▶ Directions for this task
What is the number of lines in the data that contain "instance"? Nothing besides that number, please.
--- START ---
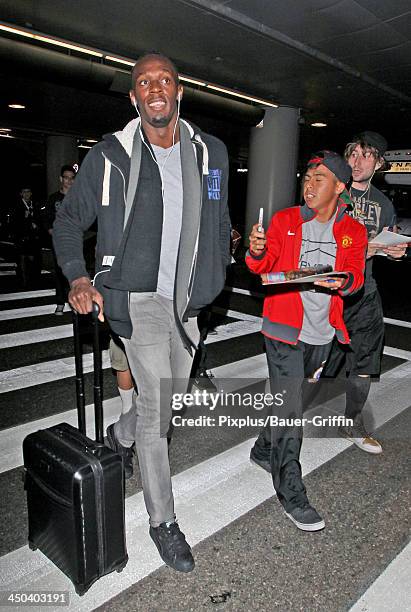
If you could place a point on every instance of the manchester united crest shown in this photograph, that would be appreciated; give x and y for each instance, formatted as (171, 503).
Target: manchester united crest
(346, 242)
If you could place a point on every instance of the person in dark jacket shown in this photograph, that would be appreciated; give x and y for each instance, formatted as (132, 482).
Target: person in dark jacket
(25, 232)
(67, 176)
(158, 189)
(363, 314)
--- END ---
--- START ---
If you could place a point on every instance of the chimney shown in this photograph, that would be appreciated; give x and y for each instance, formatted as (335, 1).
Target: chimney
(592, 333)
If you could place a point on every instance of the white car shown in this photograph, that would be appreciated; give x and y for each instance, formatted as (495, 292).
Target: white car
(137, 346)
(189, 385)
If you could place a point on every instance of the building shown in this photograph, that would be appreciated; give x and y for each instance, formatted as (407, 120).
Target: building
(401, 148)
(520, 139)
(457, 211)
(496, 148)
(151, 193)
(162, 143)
--- END ---
▶ Result of this exercise
5